» What to do
(a) In the passage on Éloi Machoro, what year was he elected assistant general secretary of the Caledonian Union?
(b) Carry the passage on Éloi Machoro forward from its last sentence.

» Document passage
Éloi Machoro (January 1949 –  12 January 1985) was a New Caledonian Kanak separatist politician.

Career
Machoro was born in Nakety in January 1949. He held several jobs, including clerk, farm worker, miner and a teacher in a primary school.

After being elected assistant general secretary of the Caledonian Union in 1977, he contested the East constituency in the elections that year and was elected to the Territorial Assembly, and was re-elected in 1979 when the party ran as part of the Independence Front. Following the assassination of Pierre Declercq on 19 September 1981, Machoro became the party's general secretary. He and other separatist militants went to Libya.

» Dataset entries

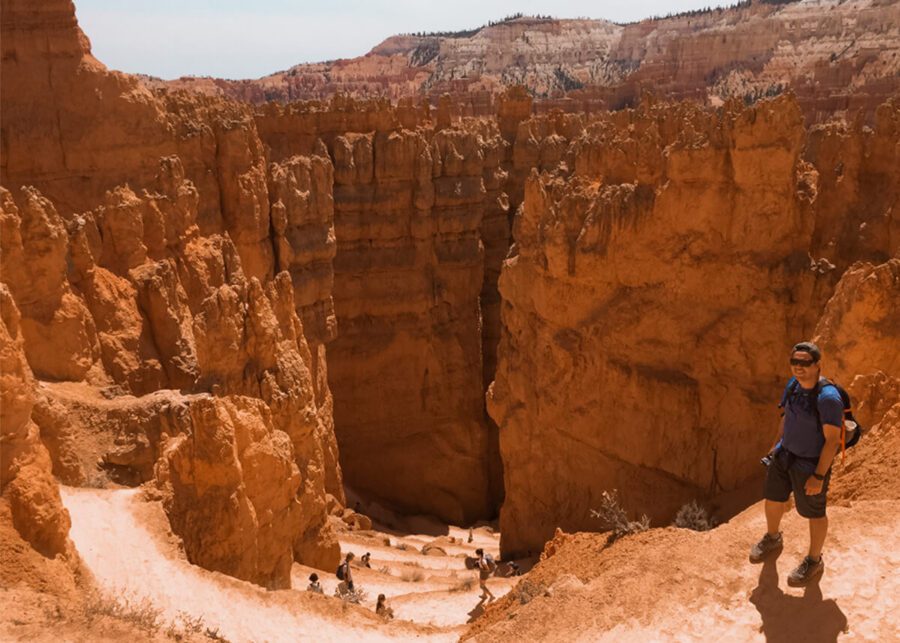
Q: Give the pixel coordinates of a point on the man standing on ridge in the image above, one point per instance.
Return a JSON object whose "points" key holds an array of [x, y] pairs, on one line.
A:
{"points": [[800, 461]]}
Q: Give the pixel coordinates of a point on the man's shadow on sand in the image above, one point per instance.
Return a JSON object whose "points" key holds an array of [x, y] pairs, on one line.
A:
{"points": [[789, 618]]}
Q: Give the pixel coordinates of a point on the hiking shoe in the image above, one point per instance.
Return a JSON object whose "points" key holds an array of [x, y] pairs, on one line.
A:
{"points": [[806, 572], [766, 546]]}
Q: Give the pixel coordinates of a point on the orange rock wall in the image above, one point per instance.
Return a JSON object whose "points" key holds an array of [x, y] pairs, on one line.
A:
{"points": [[175, 290], [26, 481], [656, 280], [415, 194]]}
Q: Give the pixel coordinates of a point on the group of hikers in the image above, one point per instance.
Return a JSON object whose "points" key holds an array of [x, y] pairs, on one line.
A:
{"points": [[483, 562]]}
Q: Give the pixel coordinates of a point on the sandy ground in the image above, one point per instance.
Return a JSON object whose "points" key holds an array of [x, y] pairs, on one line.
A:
{"points": [[679, 585], [124, 542]]}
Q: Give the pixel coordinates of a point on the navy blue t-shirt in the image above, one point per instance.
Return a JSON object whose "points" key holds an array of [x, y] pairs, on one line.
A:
{"points": [[802, 435]]}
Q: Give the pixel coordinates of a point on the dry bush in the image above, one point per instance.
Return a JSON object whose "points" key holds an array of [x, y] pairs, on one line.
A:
{"points": [[613, 517], [213, 634], [185, 625], [464, 585], [412, 575], [142, 614], [694, 516], [528, 590], [355, 596]]}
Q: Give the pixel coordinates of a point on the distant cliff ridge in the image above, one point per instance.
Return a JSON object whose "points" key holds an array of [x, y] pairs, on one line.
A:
{"points": [[835, 55]]}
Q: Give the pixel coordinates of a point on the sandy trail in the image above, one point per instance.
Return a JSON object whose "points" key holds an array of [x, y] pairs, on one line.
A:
{"points": [[129, 559], [124, 541], [678, 585]]}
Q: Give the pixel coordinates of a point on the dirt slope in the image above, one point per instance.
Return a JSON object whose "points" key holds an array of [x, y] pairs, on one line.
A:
{"points": [[124, 542], [677, 584]]}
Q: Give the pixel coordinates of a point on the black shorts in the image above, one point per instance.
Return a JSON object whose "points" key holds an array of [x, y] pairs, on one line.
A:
{"points": [[786, 475]]}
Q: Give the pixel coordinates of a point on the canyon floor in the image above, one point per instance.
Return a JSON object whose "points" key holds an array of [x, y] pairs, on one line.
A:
{"points": [[124, 541], [666, 584]]}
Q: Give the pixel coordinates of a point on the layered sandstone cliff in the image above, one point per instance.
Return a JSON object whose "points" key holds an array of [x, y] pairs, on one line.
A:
{"points": [[175, 298], [837, 56], [658, 273], [415, 194]]}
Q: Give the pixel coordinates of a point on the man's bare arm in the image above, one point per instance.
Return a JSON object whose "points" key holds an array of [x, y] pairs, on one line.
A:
{"points": [[832, 443], [779, 436]]}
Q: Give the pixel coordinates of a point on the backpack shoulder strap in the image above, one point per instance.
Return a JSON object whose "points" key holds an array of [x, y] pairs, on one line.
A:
{"points": [[789, 391]]}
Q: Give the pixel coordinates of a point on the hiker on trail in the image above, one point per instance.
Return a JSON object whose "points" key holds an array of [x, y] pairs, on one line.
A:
{"points": [[345, 575], [486, 567], [314, 586], [382, 609], [800, 462]]}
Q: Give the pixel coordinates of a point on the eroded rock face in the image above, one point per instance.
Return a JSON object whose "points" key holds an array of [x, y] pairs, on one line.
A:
{"points": [[755, 50], [26, 480], [406, 366], [171, 314], [675, 241], [859, 334], [163, 288], [419, 203]]}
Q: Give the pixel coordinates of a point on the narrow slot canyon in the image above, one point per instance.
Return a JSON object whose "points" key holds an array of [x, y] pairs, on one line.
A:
{"points": [[242, 338]]}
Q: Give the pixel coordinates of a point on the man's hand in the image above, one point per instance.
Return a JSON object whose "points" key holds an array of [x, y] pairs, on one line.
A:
{"points": [[813, 486]]}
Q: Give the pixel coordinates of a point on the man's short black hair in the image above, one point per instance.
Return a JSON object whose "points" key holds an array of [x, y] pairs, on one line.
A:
{"points": [[808, 347]]}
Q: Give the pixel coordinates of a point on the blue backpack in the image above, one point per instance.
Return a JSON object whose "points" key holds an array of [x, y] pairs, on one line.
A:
{"points": [[851, 431]]}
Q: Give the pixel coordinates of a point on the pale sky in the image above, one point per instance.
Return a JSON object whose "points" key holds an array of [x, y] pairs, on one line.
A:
{"points": [[253, 38]]}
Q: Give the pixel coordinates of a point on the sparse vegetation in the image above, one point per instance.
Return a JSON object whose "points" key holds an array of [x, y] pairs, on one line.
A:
{"points": [[142, 614], [694, 516], [464, 585], [412, 576], [355, 595], [528, 590], [614, 518], [468, 33], [743, 4]]}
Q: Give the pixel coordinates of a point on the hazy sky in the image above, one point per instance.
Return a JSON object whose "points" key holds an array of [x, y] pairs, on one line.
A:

» Exercise results
(a) 1977

(b)
The Kanak and Socialist National Liberation Front (FLNKS) was formed in September 1984 as a replacement for the Independence Front, boycotting the elections in November. On 1 December Jean-Marie Tjibaou declared the formation of a provisional government of Kanak Socialist Republic, with Machoro as Minister of Security. As a result, he became the leader of the independents' armed forces. He disarmed the gendarmes of Thio, and gained control over the village without violence. On 11 January 1985 Yves Tual, the son of a European stockbreeder, was killed by independentist militants at La Foa. These events triggered a series of nighttime rebellions. On 12 January, the gendarmes started an operation to free the house of a European in Canala that the FLNKS had occupied under the leadership of Machoro. The FLNKS occupants eventually fled to a farmhouse, where the gendarmes caught them. Machoro and  Marcel Nonaro were killed during the ensuing action. The gendarmes left Machoro in pain for hours to die without giving him help.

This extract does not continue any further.